• [Given instruction] Put the lines in the items below, from the line containing "segment milk in glass jar" through the end of the items (both ends included), into a Markdown table with columns Step and Content. Number each row in Step and leave out blank lines.
********************
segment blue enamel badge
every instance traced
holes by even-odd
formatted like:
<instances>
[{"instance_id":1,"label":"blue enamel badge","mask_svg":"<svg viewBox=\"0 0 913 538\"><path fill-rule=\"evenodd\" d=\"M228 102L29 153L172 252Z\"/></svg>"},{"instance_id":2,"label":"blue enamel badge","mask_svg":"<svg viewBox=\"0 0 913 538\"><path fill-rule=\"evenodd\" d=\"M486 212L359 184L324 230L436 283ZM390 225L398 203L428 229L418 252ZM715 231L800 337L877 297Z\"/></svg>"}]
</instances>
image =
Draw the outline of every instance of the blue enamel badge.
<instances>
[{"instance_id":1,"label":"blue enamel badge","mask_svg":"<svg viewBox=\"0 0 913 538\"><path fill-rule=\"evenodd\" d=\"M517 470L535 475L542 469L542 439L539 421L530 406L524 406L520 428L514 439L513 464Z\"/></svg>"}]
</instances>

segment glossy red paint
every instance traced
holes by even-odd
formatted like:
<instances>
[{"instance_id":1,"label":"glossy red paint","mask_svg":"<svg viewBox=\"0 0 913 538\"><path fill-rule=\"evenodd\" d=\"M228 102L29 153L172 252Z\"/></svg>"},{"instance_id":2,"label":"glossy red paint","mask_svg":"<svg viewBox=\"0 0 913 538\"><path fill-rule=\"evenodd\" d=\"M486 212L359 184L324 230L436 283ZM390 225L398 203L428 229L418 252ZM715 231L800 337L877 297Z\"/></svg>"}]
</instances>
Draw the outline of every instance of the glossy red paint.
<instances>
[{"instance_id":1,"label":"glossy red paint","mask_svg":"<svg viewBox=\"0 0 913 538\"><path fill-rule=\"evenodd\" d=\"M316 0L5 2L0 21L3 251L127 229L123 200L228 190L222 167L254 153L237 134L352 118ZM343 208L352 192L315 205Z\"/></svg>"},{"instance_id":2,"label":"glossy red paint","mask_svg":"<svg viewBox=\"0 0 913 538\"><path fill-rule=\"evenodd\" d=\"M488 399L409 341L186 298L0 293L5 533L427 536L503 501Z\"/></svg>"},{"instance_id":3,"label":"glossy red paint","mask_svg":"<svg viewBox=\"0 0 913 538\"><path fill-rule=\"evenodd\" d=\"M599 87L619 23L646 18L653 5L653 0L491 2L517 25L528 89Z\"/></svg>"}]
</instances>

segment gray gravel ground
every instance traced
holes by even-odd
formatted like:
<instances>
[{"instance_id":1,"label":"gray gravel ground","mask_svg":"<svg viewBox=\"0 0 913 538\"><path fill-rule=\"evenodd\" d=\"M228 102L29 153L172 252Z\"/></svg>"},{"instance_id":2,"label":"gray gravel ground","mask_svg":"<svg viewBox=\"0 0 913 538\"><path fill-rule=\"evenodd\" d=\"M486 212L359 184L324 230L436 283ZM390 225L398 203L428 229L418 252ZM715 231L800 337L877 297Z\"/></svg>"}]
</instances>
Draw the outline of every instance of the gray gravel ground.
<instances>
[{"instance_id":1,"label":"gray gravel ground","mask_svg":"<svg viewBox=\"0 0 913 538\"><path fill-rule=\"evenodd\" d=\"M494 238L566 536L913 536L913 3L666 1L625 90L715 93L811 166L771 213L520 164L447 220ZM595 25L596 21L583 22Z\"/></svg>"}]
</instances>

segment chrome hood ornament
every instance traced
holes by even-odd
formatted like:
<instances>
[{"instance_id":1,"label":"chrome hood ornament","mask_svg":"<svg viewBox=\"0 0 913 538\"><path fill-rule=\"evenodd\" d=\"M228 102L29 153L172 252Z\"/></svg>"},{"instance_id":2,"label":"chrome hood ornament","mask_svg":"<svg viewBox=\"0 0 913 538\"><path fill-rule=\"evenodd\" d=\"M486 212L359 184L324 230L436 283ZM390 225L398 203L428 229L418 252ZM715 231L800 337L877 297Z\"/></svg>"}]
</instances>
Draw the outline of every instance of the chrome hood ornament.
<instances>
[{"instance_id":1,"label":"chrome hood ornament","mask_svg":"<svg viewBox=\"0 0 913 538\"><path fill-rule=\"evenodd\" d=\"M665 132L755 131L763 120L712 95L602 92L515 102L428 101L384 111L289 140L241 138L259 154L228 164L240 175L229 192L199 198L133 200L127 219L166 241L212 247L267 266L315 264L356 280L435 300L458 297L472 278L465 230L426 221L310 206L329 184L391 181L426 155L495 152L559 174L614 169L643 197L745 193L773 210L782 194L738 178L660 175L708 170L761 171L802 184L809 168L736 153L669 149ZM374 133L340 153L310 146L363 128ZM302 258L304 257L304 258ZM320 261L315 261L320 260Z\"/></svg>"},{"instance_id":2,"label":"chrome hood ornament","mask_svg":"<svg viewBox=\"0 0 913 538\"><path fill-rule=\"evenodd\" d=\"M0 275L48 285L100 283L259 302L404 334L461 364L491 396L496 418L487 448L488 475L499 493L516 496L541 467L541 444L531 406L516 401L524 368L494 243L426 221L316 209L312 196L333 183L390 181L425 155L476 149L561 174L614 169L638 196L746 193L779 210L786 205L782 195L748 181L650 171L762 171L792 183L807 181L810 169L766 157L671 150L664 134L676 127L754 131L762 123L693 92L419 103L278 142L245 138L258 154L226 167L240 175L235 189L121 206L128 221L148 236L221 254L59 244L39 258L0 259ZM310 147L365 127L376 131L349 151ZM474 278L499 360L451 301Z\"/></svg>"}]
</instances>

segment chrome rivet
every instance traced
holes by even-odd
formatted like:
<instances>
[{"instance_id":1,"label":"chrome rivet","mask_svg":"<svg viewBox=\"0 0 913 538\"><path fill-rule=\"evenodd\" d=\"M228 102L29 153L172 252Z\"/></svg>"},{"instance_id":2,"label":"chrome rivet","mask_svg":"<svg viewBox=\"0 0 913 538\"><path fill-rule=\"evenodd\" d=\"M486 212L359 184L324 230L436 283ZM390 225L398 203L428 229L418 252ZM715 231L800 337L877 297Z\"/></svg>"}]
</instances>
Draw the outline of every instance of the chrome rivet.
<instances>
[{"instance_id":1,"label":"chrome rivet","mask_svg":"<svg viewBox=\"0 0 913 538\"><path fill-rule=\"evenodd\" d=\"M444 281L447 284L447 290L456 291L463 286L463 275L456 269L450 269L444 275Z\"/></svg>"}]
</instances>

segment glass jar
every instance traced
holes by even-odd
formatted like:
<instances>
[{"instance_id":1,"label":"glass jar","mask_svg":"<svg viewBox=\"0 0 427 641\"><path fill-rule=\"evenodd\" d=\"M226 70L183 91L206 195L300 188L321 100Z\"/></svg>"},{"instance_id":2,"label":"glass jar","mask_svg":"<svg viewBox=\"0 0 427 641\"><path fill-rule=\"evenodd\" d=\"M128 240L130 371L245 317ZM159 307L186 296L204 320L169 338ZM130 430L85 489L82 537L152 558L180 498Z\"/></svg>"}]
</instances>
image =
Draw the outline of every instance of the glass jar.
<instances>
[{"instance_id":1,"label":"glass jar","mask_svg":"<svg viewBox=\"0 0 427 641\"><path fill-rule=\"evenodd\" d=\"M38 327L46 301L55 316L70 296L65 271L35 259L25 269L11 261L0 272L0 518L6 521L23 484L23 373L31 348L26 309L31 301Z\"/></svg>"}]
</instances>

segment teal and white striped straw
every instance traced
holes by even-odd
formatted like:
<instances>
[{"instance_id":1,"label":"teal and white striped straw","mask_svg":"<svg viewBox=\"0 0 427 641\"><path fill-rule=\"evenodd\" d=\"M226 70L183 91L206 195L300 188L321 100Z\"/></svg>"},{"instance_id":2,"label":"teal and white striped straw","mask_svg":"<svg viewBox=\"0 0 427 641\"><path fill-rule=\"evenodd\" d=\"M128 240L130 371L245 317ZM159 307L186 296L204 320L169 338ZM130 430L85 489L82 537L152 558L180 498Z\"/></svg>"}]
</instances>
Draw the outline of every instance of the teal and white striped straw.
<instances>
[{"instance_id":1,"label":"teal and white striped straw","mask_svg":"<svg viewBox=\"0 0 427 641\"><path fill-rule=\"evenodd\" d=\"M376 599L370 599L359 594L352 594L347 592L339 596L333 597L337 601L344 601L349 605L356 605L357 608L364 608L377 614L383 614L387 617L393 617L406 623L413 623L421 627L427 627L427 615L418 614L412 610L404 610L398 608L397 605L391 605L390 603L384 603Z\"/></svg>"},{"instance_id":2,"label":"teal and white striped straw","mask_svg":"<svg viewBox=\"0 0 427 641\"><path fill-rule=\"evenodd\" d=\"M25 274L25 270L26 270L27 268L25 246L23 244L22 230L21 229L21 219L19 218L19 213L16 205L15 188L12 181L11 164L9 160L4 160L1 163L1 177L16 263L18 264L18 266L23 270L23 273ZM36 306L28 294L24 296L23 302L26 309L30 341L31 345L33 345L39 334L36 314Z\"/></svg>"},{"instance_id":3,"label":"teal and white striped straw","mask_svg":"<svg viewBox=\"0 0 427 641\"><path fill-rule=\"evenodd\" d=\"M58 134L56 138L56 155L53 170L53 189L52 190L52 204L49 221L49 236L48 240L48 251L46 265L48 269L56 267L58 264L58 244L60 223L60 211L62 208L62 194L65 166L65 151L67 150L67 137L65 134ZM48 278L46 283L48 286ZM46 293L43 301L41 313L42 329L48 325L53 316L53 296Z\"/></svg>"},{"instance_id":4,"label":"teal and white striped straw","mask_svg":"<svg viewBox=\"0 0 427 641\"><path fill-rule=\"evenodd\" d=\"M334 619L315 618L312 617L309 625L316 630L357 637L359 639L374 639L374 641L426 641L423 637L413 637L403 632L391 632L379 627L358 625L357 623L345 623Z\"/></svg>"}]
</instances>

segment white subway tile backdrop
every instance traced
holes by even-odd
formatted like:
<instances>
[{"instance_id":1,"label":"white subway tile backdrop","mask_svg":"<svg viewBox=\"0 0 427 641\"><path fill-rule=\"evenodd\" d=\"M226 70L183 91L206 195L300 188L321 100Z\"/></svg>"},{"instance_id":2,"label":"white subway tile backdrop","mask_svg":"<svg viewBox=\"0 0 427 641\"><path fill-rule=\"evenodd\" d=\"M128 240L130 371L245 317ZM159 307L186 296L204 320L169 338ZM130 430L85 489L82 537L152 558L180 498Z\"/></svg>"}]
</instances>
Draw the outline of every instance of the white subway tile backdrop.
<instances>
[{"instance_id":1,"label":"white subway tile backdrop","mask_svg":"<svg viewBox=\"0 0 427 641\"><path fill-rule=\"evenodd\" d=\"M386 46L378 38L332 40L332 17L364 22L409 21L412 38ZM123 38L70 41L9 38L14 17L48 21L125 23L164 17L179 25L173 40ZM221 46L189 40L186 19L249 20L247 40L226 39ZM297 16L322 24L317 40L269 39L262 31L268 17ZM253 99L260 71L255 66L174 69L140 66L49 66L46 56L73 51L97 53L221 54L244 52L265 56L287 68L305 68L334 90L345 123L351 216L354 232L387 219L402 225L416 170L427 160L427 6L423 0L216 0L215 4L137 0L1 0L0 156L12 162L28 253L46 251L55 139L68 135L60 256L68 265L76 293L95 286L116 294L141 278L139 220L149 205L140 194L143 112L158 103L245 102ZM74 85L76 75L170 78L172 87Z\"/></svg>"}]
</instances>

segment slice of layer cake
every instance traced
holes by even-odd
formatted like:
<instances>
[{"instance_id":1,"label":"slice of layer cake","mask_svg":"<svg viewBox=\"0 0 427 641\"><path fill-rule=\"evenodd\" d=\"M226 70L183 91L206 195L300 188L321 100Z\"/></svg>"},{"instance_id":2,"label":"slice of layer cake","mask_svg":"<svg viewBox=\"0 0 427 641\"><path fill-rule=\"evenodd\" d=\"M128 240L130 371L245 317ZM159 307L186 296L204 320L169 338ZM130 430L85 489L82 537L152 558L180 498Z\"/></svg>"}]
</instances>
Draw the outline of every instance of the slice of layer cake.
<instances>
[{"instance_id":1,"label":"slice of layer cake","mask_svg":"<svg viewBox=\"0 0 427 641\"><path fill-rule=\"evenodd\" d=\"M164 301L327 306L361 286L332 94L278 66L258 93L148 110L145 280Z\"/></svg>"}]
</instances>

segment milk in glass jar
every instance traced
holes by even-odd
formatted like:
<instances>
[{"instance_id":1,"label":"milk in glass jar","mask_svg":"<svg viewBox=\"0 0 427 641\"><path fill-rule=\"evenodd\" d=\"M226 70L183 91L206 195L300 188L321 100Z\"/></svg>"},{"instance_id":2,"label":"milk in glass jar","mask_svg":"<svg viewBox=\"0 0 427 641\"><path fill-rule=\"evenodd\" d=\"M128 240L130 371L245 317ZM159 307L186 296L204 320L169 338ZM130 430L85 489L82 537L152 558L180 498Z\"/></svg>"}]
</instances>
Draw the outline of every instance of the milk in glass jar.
********************
• [Response to the task]
| Step | Content |
|---|---|
| 1 | segment milk in glass jar |
| 2 | every instance traced |
| 3 | holes by even-odd |
| 4 | formatted like: |
| 5 | <instances> |
| 6 | [{"instance_id":1,"label":"milk in glass jar","mask_svg":"<svg viewBox=\"0 0 427 641\"><path fill-rule=\"evenodd\" d=\"M226 70L183 91L206 195L300 188L321 100Z\"/></svg>"},{"instance_id":2,"label":"milk in glass jar","mask_svg":"<svg viewBox=\"0 0 427 641\"><path fill-rule=\"evenodd\" d=\"M128 240L130 371L245 317ZM159 307L186 296L204 320L169 338ZM130 430L85 489L82 537L152 558L180 498Z\"/></svg>"}] |
| 7 | </instances> |
| 8 | Draw the outline of every instance of the milk in glass jar. |